— WHAT TO WORK ON —
Which lines of the data below contain the string "task"? Return every one of them in full, treating uppercase and lowercase as different.

— PROVIDED INFORMATION —
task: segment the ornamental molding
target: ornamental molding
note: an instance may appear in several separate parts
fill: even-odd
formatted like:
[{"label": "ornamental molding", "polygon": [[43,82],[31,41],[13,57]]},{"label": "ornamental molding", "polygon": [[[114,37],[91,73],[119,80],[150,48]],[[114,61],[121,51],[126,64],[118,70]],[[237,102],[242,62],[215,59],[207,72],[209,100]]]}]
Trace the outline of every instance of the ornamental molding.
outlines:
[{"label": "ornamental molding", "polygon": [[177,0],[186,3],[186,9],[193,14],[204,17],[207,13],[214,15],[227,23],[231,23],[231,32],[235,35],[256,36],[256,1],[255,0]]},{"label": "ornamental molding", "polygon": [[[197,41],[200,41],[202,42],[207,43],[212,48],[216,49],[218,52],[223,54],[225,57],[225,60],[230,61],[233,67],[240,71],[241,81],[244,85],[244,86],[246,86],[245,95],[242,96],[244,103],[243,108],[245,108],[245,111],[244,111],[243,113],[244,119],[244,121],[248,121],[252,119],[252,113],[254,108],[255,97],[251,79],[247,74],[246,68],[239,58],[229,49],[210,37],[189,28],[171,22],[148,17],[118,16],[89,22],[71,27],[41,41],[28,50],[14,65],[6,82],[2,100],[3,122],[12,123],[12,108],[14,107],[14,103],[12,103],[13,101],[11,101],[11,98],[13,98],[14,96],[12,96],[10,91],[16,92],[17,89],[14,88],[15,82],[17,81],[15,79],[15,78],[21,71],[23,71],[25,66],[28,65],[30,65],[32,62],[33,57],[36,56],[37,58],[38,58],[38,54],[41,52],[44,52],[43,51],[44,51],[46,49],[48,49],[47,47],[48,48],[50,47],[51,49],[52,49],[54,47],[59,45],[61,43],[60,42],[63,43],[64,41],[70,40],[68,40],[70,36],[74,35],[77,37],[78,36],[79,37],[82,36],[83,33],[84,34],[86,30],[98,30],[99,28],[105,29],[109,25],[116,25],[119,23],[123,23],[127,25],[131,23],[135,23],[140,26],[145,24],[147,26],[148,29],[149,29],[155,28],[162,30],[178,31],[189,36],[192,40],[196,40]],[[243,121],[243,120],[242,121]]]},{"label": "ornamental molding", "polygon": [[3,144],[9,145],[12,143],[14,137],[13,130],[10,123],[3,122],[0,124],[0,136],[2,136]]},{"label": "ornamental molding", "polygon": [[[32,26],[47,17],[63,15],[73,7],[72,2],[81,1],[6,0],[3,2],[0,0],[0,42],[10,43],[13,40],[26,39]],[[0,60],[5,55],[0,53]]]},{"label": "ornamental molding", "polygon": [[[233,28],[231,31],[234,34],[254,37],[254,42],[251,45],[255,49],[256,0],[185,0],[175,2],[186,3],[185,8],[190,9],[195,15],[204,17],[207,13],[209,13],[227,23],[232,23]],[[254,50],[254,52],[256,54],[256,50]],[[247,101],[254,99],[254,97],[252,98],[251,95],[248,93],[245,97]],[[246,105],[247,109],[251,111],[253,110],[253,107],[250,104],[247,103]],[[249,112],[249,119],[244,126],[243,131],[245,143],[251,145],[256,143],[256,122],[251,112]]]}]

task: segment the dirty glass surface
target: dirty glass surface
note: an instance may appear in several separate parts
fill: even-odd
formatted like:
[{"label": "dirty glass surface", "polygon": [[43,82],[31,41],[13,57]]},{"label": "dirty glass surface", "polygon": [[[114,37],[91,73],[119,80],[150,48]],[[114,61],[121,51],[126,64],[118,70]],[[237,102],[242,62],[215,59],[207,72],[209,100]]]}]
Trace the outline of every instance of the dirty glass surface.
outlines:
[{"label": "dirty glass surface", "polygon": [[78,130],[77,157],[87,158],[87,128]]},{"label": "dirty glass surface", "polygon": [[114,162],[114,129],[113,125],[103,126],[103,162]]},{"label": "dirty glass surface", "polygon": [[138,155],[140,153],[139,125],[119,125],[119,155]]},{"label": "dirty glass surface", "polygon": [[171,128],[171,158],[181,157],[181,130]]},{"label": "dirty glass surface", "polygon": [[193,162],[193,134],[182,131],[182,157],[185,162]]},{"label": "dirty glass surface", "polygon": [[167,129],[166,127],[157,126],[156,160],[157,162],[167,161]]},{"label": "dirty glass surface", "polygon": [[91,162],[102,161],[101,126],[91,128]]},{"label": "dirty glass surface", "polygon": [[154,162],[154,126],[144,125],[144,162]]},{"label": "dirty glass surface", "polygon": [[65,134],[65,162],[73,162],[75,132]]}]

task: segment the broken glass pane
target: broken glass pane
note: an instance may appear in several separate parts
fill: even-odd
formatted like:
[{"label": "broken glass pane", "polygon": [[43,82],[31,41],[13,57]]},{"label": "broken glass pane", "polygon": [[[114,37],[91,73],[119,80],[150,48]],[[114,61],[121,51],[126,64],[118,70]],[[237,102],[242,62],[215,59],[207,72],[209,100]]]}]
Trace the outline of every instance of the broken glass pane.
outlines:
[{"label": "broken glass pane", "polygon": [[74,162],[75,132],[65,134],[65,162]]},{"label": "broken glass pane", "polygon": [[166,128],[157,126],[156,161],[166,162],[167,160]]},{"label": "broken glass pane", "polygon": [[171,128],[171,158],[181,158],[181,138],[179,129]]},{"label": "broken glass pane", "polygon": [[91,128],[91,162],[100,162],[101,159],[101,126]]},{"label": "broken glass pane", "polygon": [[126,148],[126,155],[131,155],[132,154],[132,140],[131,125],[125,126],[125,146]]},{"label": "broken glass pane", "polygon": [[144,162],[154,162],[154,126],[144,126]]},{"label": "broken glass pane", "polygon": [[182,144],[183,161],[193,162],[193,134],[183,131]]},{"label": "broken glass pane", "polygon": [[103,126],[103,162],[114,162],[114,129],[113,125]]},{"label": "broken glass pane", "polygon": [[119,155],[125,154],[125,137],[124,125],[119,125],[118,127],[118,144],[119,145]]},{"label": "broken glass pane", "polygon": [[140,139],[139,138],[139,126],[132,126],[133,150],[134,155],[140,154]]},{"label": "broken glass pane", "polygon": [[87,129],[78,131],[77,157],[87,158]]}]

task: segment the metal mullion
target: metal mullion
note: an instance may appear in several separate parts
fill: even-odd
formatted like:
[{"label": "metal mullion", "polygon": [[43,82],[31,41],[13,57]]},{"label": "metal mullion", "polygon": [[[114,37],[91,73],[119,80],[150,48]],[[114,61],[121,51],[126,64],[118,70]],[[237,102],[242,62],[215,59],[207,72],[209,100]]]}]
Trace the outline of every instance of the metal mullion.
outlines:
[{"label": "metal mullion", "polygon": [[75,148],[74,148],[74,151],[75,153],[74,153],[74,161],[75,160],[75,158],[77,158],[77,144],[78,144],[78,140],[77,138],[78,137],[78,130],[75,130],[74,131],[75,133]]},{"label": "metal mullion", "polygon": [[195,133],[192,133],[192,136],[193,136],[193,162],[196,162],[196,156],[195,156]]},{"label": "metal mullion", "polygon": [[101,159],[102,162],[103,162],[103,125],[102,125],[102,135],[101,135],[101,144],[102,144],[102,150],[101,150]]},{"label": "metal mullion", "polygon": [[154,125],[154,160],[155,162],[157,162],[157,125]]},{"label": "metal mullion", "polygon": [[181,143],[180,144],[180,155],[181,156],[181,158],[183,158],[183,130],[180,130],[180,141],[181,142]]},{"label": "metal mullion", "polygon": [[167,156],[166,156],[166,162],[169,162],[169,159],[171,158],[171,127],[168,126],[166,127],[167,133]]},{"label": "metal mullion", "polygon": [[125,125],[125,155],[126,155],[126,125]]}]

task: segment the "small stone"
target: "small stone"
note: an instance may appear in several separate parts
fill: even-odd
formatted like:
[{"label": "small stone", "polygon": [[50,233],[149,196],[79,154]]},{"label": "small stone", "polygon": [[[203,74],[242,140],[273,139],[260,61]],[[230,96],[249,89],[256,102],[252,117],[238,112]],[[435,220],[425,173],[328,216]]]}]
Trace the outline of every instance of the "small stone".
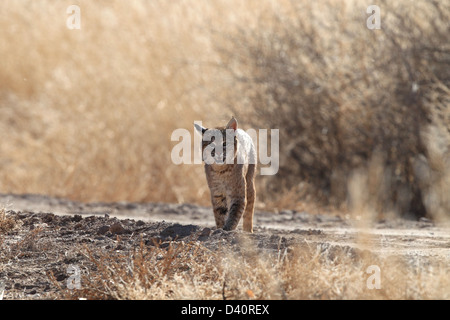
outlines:
[{"label": "small stone", "polygon": [[109,231],[111,231],[112,234],[122,234],[127,230],[120,224],[120,222],[116,222],[109,228]]},{"label": "small stone", "polygon": [[97,230],[97,234],[105,234],[109,231],[109,226],[101,226],[100,228],[98,228]]}]

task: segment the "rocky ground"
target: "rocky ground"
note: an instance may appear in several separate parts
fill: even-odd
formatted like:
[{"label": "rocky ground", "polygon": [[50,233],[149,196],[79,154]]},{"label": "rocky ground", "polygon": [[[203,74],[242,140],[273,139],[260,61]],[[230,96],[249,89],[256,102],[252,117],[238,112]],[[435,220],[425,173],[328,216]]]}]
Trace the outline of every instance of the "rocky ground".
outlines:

— CORRECT OUTPUT —
task: segment the ornamental molding
task: segment the dirty glass surface
task: segment the broken glass pane
task: segment the metal mullion
task: segment the "small stone"
task: segment the "rocky ground"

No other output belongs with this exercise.